● **Task goal**:
Copy out the entries from the line with "line. Carefully annotate each with a bounding box." up to and including the line with "[847, 246, 930, 260]", changing "power line" to "electric cable" and leaving everything else the same. Give only those lines.

● **Provided material**:
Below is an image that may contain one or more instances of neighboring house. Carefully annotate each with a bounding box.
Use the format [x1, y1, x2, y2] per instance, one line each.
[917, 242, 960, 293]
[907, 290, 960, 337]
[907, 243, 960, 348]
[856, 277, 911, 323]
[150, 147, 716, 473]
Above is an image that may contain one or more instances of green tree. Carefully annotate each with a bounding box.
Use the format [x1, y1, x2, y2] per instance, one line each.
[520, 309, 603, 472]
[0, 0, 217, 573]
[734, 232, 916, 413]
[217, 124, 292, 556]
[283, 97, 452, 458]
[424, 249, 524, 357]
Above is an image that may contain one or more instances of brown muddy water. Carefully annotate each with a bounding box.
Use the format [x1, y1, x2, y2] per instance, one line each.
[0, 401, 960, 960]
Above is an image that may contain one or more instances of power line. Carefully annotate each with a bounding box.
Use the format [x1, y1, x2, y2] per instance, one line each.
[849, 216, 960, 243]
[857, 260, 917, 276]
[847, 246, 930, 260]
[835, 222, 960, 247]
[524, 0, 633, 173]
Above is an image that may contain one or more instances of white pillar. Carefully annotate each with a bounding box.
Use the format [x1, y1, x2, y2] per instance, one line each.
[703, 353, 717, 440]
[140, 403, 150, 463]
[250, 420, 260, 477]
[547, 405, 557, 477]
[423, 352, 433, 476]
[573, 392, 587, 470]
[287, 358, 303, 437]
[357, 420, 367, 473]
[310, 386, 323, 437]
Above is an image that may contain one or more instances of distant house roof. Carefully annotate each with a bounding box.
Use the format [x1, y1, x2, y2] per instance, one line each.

● **Solved problem**:
Above is an image that may contain one or more instances of electric cable. Carefully annotate each with a bounding box.
Use the format [x1, y1, x2, y2] per instance, one line each.
[849, 216, 960, 243]
[857, 260, 917, 276]
[847, 246, 930, 260]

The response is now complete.